» DOCUMENT TEXT

A survey of Conservative Party members has found more than half think Boris Johnson should resign now over the 'Partygate' row.
Grassroots Tory website Conservative Home asked its regular "panel" of party members whether BoJo should stay or go immediately amid revelations that his staff socialised in the 10 Downing Street offices and garden with wine during COVID-19 lockdowns in December 2020 and last spring.
Around 53 per cent of the more than 1,000 respondents said he should quit, 43 per cent said he should not and just under four per cent were undecided.
Website editor and former Wycombe MP Paul Goodman pointed out the result was better than the 71 per cent who said his predecessor Theresa May should resign in April 2019 — but a far cry from Johnson's 93 per cent approval rating among party members following his general election landslide victory in December that year.
The result "is a humiliating result for him, and shows a loss of confidence that may not be reversed," Goodman wrote.
May stood down just before the disastrous European Parliament elections that May that saw the Nigel Farage's six-month-old Brexit Party come first and the Tories fourth. She was succeeded by Johnson that summer.
The survey was reflected by a YouGov poll that found that some three-quarters of Britons — including a small majority of 2019 Conservative voters — thought Johnson should go.

» THE DATA
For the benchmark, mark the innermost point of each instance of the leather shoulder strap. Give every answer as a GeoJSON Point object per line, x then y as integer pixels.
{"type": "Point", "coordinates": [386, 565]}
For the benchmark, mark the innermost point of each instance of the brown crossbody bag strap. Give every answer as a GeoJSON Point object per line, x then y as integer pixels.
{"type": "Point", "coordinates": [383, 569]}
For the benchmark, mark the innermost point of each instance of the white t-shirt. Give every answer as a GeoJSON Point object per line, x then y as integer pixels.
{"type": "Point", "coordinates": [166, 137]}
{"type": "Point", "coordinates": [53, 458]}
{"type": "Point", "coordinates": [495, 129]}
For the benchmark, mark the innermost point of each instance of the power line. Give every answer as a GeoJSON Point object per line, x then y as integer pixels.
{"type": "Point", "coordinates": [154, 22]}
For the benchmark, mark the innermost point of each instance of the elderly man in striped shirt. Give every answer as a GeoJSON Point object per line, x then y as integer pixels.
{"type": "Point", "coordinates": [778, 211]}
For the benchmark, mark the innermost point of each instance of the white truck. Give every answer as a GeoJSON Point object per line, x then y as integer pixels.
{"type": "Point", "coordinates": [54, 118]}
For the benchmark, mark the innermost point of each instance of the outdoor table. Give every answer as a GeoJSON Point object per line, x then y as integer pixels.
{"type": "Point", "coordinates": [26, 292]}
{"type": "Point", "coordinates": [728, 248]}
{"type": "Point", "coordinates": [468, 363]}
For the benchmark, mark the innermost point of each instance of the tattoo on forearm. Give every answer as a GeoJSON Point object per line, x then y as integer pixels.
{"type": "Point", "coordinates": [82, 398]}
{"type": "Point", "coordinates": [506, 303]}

» TASK BRIEF
Continue the article on the Conservative Party members' survey about Boris Johnson and Partygate, starting after its final sentence.

» EXERCISE ANSWER
Do you think Boris Johnson should resign from his role as Prime Minister, or should he remain in his role? % of *2019 Conservative voters*
— YouGov (@YouGov) January 15, 2022
Should resign - 41%
Should remain in his role - 47%https://t.co/QaE4WAvnuf
The pollster also pegged support for Labour at over 40 per cent, its highest since July 2018, with the Tories trailing on 29 points.
Latest Westminster voting intention (12-13 Jan)
— YouGov (@YouGov) January 14, 2022
Con 29% (+1 from 11-12 Jan)
Lab 40% (+2)
Lib Dem 11% (-2)
Green 6% (-1)
Reform UK 6% (+2)
SNP 5% (n/c)
Plaid Cymru 1% (-1)
Other 1% (-2)https://t.co/TCO7v4w0OP pic.twitter.com/R1zPnuq3ZH
The Mail Online reported that the powerful Tory 1922 Committee chairman Sir Graham Brady was "understood" to have received "up to 30" letters from backbenchers calling for a leadership contest. The threshold for such a vote is letters from 15 per cent of sitting party MPs — currently amounting to 54.
The two favourites to succeed Johnson are Chancellor of the Exchequer Rishi Sunak and Foreign Secretary Liz Truss.
Only five Conservative MPs have publicly called for Johnson to resign immediately over the furore.
Even junior minister Guy Opperman, who was prevented from visiting his wife in hospital by COVID-19 restrictions during the first lockdown in May 2020 when their twin sons died, said the PM should stay on.
Backbench MP Mark Jenkinson even argued that, despite the polling slump, Johnson remained more of a threat to opposition Labour Party leader Sir Keir Starmer than to his own party's.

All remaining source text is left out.